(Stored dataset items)

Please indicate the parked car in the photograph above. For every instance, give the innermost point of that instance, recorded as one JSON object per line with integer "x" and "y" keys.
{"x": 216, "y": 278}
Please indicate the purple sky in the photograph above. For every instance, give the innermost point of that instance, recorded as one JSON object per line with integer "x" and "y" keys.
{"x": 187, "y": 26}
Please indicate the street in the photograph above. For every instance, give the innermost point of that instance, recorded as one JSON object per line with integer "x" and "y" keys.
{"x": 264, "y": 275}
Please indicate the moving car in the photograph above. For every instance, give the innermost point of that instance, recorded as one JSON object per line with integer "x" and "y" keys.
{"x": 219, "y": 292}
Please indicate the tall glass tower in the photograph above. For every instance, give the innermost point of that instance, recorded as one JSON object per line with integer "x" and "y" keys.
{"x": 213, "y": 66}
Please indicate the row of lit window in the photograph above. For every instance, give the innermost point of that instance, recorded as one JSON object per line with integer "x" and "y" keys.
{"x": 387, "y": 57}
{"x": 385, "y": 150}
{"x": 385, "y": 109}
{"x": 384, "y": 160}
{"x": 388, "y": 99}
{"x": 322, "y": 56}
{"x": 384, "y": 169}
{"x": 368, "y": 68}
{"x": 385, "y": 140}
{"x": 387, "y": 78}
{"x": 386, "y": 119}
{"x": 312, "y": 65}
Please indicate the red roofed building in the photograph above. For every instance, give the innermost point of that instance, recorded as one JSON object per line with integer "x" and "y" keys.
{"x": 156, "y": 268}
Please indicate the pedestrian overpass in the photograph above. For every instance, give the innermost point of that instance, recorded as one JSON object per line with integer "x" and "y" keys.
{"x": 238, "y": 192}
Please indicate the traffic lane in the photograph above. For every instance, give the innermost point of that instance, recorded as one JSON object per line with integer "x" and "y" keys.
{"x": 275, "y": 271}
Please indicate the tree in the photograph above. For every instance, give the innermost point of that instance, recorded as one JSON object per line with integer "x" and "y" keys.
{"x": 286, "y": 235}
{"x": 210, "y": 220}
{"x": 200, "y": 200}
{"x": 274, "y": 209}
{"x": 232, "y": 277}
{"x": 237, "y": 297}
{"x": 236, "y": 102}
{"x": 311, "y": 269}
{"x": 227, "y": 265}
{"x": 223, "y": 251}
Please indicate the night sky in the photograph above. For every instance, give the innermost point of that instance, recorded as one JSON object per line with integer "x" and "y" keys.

*HOW TO COMPLETE THIS TASK*.
The expected output is the complete data, repeated exactly.

*TASK RESULT*.
Please indicate the parked car in the photograph above. For every instance, give the innermost point of that instance, recorded as one JSON object per line with integer "x" and "y" keys.
{"x": 216, "y": 278}
Please indicate the purple sky in the photograph above. For every instance, give the innermost point of that instance, recorded as one JSON object per line with integer "x" and "y" keys.
{"x": 187, "y": 26}
Please indicate the street in the photograph above. For every instance, give the innermost point of that instance, recorded as one JSON object per line with integer "x" and "y" keys.
{"x": 264, "y": 275}
Please indicate the moving car in the photograph above. For every instance, give the innermost point of that instance, recorded as one JSON object per line with integer "x" and "y" keys.
{"x": 219, "y": 292}
Please indicate the tall glass tower in the photograph above. For every instance, give the innermost point of that instance, recorded as one JSON object per line with integer "x" and "y" keys.
{"x": 213, "y": 66}
Please indicate the row of lit window in the photograph above. For every instance, give the innermost point of that instance, recorded as one JSON object per line with integer "x" and "y" keys.
{"x": 387, "y": 57}
{"x": 385, "y": 150}
{"x": 385, "y": 109}
{"x": 384, "y": 160}
{"x": 388, "y": 99}
{"x": 322, "y": 56}
{"x": 384, "y": 169}
{"x": 368, "y": 68}
{"x": 385, "y": 140}
{"x": 387, "y": 78}
{"x": 386, "y": 119}
{"x": 312, "y": 65}
Please indicate the red roofed building in the photograph above. For every instance, give the innermost point of that instance, recorded as one JSON object per line with integer "x" and "y" keys.
{"x": 156, "y": 268}
Please indicate the pedestrian overpass in the photograph above. For every instance, give the innermost point of that instance, recorded as one JSON object per line with integer "x" and "y" keys.
{"x": 238, "y": 192}
Please indicate the traffic lane in the photograph above. For every instance, give the innermost point of that instance, recorded as one JSON object per line with integer "x" and "y" keys.
{"x": 275, "y": 271}
Please indicate the tree in the photograph above. For every instance, give the innermost point of that instance, recorded as one JSON object per line with integer "x" and "y" keys.
{"x": 286, "y": 235}
{"x": 210, "y": 220}
{"x": 200, "y": 200}
{"x": 274, "y": 209}
{"x": 232, "y": 277}
{"x": 237, "y": 297}
{"x": 236, "y": 102}
{"x": 311, "y": 269}
{"x": 227, "y": 265}
{"x": 223, "y": 251}
Please indicate the night sky in the photograph above. For every instance, give the innermost point of that instance, recorded as one JSON object per line with integer "x" and "y" keys.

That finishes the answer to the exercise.